Problem to work on
Print all entries precisely as they are written.

+++

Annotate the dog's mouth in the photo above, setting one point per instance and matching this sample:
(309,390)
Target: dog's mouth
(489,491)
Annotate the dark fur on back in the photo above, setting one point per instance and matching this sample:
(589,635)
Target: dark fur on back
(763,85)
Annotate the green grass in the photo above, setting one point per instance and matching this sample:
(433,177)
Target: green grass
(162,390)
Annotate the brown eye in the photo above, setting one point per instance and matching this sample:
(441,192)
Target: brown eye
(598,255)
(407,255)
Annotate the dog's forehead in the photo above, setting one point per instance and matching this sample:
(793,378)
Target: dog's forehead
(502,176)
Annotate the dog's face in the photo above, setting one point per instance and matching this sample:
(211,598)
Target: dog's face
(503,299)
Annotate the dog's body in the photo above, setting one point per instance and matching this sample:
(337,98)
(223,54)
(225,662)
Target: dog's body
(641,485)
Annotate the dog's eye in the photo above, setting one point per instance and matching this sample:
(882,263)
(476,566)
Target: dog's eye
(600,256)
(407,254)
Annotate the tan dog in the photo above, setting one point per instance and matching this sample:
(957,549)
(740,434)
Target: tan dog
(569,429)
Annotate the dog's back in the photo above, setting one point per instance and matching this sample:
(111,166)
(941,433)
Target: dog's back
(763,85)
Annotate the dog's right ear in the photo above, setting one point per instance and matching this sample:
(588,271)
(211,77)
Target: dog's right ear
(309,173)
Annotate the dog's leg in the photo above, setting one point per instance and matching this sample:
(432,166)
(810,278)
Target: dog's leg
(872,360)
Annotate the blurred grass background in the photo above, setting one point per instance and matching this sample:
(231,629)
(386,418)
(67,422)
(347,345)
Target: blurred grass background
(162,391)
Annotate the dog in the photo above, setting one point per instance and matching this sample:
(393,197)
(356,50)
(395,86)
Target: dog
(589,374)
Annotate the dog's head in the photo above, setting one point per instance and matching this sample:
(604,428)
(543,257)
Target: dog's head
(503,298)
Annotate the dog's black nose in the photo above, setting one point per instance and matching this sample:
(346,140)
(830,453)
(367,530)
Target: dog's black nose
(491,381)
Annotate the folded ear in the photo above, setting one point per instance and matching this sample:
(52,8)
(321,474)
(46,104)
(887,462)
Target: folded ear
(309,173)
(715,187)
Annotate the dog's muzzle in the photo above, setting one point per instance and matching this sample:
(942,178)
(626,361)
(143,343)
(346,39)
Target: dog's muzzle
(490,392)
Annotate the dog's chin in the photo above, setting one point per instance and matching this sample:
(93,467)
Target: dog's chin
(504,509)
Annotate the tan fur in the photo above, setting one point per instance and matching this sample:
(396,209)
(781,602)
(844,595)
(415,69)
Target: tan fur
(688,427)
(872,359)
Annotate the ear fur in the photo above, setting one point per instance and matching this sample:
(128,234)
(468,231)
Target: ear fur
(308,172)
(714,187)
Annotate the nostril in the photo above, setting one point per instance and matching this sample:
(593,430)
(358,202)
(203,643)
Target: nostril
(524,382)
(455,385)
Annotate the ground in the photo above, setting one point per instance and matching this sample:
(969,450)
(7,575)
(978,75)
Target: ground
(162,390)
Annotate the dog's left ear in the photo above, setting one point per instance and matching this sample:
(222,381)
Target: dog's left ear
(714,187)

+++

Answer
Annotate the dog's mouth in the photo above, setting one point per instance and matching this sample:
(309,390)
Target: dog's mouth
(489,491)
Annotate the dark fur on back in the photo above, setting one point per instance and matching this sample:
(589,635)
Target: dark fur on back
(763,85)
Annotate the green grass in the photo above, setting one point per instance and matching this sample:
(433,177)
Target: green grass
(162,390)
Annotate the brown eye in the photo above, setting one point per instance and matching this sample:
(441,192)
Target: brown eye
(598,255)
(407,255)
Annotate the dog's forehead in the photo above, setting one point per instance and matching this sample:
(793,378)
Target: dog's forehead
(502,176)
Annotate the dog's face in the photo above, setting one point per instance and matching this sample:
(211,598)
Target: dog's face
(503,299)
Annotate the dog's body in the photo above, setting one point per instance and matching this sample:
(337,98)
(223,54)
(225,662)
Target: dog's body
(641,485)
Annotate the dog's eye in the photo above, setting one point per instance and matching this sample:
(882,263)
(476,566)
Target: dog's eye
(600,256)
(407,254)
Annotate the tan dog in the photo above, setting one point per instance and matching this sample:
(957,549)
(740,434)
Target: tan dog
(569,429)
Annotate the dog's back in the photo above, setting one point per instance and matching this sample:
(111,166)
(941,433)
Target: dog's back
(763,85)
Annotate the dog's right ear in the photo above, setting one point per instance and matching this sample:
(588,271)
(211,77)
Target: dog's right ear
(309,173)
Annotate the dog's leg in the photo above, setting one point per instance and matching this sample:
(432,166)
(810,278)
Target: dog's leg
(872,360)
Annotate the blurred grass background in the photo above, setting one point per instance and matching this sample:
(231,629)
(386,418)
(67,422)
(347,345)
Target: blurred grass background
(162,391)
Annotate the dog in the photo above, setting one point per instance and matching this sample:
(393,197)
(356,50)
(395,86)
Target: dog
(589,374)
Annotate the dog's head in the photo above, setting one point per instance and matching this sample:
(604,428)
(543,257)
Target: dog's head
(503,298)
Annotate the dog's black nose in the photo above, setting one point per instance and matching this sample:
(346,140)
(830,453)
(367,530)
Target: dog's black nose
(491,381)
Annotate the folded ear in the photo above, setting one point per instance and matching this sample:
(52,8)
(321,474)
(46,104)
(887,462)
Target: folded ear
(309,173)
(715,187)
Annotate the dog's muzzle in the photo above, setting one point per instance and matching this sample:
(942,178)
(626,361)
(143,343)
(346,39)
Target: dog's muzzle
(490,392)
Annotate the dog's chin in the photo above, setting one point per instance and matching this sample:
(93,467)
Target: dog's chin
(504,509)
Annotate the tan fur in the photo above, setting one point per instance and matching this sample:
(396,209)
(781,602)
(844,595)
(415,69)
Target: tan fur
(688,427)
(872,359)
Annotate the ear fur in the photo above, setting one point per instance and matching this sample:
(128,234)
(468,231)
Target: ear fur
(308,172)
(714,187)
Annotate the nostril in the photo above, setting one point per instance and matching this sample:
(593,430)
(358,202)
(203,643)
Target: nostril
(524,382)
(455,385)
Annotate the ground in the photo above, setting one point per instance and matching this sample:
(969,450)
(7,575)
(978,75)
Target: ground
(162,390)
Annotate the dog's left ear in the photo above, setting one point per instance and matching this sample:
(222,381)
Target: dog's left ear
(714,187)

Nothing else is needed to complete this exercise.